_Directions_. Down to the last character, repeat the entries beneath this task.

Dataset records
------------

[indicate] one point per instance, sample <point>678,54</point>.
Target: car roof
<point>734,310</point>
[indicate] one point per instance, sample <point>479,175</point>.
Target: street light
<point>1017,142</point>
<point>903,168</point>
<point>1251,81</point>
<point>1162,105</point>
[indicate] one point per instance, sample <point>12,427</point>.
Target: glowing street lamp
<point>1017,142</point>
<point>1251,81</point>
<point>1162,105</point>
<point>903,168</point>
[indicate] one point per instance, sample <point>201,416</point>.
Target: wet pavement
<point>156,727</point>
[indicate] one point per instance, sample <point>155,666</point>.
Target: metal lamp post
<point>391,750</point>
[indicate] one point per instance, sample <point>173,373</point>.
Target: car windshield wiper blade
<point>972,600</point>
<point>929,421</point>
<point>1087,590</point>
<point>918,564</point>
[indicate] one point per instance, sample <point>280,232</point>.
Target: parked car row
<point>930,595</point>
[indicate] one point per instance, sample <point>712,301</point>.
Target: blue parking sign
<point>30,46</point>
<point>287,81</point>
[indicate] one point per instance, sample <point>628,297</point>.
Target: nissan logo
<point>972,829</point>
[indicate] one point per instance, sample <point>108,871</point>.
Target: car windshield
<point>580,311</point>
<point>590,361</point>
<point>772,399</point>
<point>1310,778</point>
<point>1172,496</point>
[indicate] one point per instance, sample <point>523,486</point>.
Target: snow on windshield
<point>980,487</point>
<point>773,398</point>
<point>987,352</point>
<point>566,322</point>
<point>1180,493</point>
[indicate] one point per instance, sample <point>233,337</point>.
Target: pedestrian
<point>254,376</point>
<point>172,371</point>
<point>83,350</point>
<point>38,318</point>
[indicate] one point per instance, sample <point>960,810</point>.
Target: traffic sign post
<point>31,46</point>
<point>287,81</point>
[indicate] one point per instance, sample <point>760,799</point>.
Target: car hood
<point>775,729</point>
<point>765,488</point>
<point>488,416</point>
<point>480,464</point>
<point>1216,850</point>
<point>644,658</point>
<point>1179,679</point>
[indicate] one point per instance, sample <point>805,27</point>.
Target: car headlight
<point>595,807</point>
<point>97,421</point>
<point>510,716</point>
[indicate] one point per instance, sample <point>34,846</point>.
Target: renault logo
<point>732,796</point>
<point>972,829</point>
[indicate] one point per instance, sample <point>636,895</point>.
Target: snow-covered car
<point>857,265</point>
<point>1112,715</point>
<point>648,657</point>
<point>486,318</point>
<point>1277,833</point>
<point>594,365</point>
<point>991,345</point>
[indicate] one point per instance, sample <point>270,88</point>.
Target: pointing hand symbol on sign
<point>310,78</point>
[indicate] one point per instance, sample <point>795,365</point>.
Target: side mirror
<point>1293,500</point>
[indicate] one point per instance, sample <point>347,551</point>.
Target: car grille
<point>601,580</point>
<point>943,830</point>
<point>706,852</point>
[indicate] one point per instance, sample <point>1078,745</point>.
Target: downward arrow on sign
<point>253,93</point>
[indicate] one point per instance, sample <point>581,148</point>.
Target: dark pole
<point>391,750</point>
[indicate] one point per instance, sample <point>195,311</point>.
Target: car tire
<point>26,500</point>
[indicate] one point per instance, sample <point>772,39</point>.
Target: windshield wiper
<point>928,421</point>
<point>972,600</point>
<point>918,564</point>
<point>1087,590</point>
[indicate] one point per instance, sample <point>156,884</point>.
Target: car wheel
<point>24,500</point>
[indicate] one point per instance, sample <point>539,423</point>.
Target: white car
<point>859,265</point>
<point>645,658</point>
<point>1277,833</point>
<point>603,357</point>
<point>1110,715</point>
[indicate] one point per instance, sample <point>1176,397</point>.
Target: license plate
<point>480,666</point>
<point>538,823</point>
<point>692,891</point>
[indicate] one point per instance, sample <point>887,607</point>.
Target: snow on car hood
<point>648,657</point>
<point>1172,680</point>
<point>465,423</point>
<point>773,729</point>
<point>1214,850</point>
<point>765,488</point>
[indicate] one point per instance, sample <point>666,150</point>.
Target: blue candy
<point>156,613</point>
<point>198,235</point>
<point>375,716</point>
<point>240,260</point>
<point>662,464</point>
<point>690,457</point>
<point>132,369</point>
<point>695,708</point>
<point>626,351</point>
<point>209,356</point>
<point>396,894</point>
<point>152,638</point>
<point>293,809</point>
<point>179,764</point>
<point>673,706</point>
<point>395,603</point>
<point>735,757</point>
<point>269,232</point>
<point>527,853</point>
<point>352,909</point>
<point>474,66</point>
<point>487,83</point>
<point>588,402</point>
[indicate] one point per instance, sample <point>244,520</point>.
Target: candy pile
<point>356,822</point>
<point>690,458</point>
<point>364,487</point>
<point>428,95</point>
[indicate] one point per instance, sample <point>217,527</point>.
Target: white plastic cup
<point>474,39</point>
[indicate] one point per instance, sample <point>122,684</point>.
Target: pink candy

------------

_Response for this exercise_.
[indicate] one point per instance, sample <point>678,54</point>.
Target: car roof
<point>734,310</point>
[indicate] one point per instance, sample <point>479,175</point>.
Target: street light
<point>1017,142</point>
<point>903,168</point>
<point>1251,81</point>
<point>1162,105</point>
[indicate] one point per instance, sample <point>12,427</point>.
Target: glowing street lamp
<point>1017,142</point>
<point>1251,81</point>
<point>1162,105</point>
<point>903,168</point>
[indicate] one point per instance, sample <point>201,416</point>.
Target: wet pavement
<point>156,727</point>
[indicate] one point per instance, sample <point>155,666</point>.
Target: metal lamp post
<point>391,750</point>
[indicate] one point per instance, sample <point>173,373</point>.
Target: car windshield wiper blade
<point>972,600</point>
<point>929,421</point>
<point>1087,590</point>
<point>918,564</point>
[indicate] one point per instance, sample <point>280,232</point>.
Target: parked car row
<point>930,595</point>
[indicate] one point per instance, sample <point>712,301</point>.
Target: blue parking sign
<point>30,46</point>
<point>287,81</point>
[indicate] one point per instance, sample <point>628,297</point>.
Target: nissan logo
<point>972,829</point>
[indicate] one point per instance, sample <point>108,871</point>.
Target: car windshield
<point>580,311</point>
<point>590,361</point>
<point>772,399</point>
<point>1310,778</point>
<point>1172,496</point>
[indicate] one point per instance, sample <point>523,486</point>.
Target: snow on windshield
<point>980,487</point>
<point>773,398</point>
<point>987,352</point>
<point>566,322</point>
<point>1180,493</point>
[indicate] one point per instance, sample <point>233,337</point>.
Target: pedestrian
<point>254,376</point>
<point>172,371</point>
<point>83,350</point>
<point>38,318</point>
[indicate] one point per instance, sample <point>960,810</point>.
Target: traffic sign post
<point>31,46</point>
<point>287,81</point>
[indicate] one point per instance, sample <point>760,799</point>.
Target: car hood
<point>775,729</point>
<point>765,488</point>
<point>488,416</point>
<point>480,464</point>
<point>1216,850</point>
<point>644,658</point>
<point>1179,679</point>
[indicate] one point per instance, sample <point>805,27</point>.
Target: car headlight
<point>595,807</point>
<point>97,421</point>
<point>510,716</point>
[indicate] one point per instance, sample <point>34,846</point>.
Target: renault logo
<point>732,796</point>
<point>972,829</point>
[indicate] one point per instance, sample <point>636,895</point>.
Target: snow-covered car
<point>857,265</point>
<point>1112,715</point>
<point>648,657</point>
<point>486,318</point>
<point>1277,833</point>
<point>594,365</point>
<point>991,345</point>
[indicate] one point per instance, sample <point>270,88</point>.
Target: pointing hand symbol on sign
<point>310,78</point>
[indicate] one point per instance, sample <point>795,365</point>.
Target: side mirror
<point>1293,500</point>
[indicate] one point per instance, sample <point>347,551</point>.
Target: car grille
<point>601,580</point>
<point>943,830</point>
<point>706,852</point>
[indicate] one point per instance, sample <point>1078,745</point>.
Target: downward arrow on sign
<point>253,93</point>
[indicate] one point per instance, sample <point>581,148</point>.
Target: dark pole
<point>391,750</point>
[indicate] one point per instance, sample <point>195,311</point>.
Target: car tire
<point>26,500</point>
[indicate] one point per instance, sample <point>772,39</point>.
Target: windshield wiper
<point>928,421</point>
<point>972,600</point>
<point>918,564</point>
<point>1087,590</point>
[indicate] one point per instance, sample <point>156,884</point>.
Target: car wheel
<point>24,500</point>
[indicate] one point per instance, sample <point>539,423</point>.
Target: white car
<point>859,265</point>
<point>645,658</point>
<point>1277,833</point>
<point>603,357</point>
<point>1110,715</point>
[indicate] one point per instance, sample <point>1176,397</point>.
Target: license plate
<point>480,666</point>
<point>538,823</point>
<point>692,891</point>
[indicate] one point per instance, sample <point>887,607</point>.
Target: snow on car hood
<point>648,657</point>
<point>1172,680</point>
<point>465,423</point>
<point>773,729</point>
<point>1214,850</point>
<point>765,488</point>
[indicate] one point per instance, sample <point>666,150</point>.
Target: blue candy
<point>156,613</point>
<point>198,235</point>
<point>375,716</point>
<point>240,260</point>
<point>662,464</point>
<point>690,457</point>
<point>132,369</point>
<point>695,708</point>
<point>626,351</point>
<point>209,356</point>
<point>396,894</point>
<point>152,638</point>
<point>293,809</point>
<point>179,764</point>
<point>673,706</point>
<point>395,603</point>
<point>735,757</point>
<point>269,232</point>
<point>527,853</point>
<point>352,909</point>
<point>474,66</point>
<point>487,83</point>
<point>588,402</point>
[indicate] one point per instance, sample <point>244,520</point>.
Target: candy pile
<point>356,822</point>
<point>690,458</point>
<point>364,487</point>
<point>428,95</point>
[indicate] one point per instance, sample <point>217,527</point>.
Target: white plastic cup
<point>474,39</point>
[indicate] one point per instance, sample <point>122,684</point>.
Target: pink candy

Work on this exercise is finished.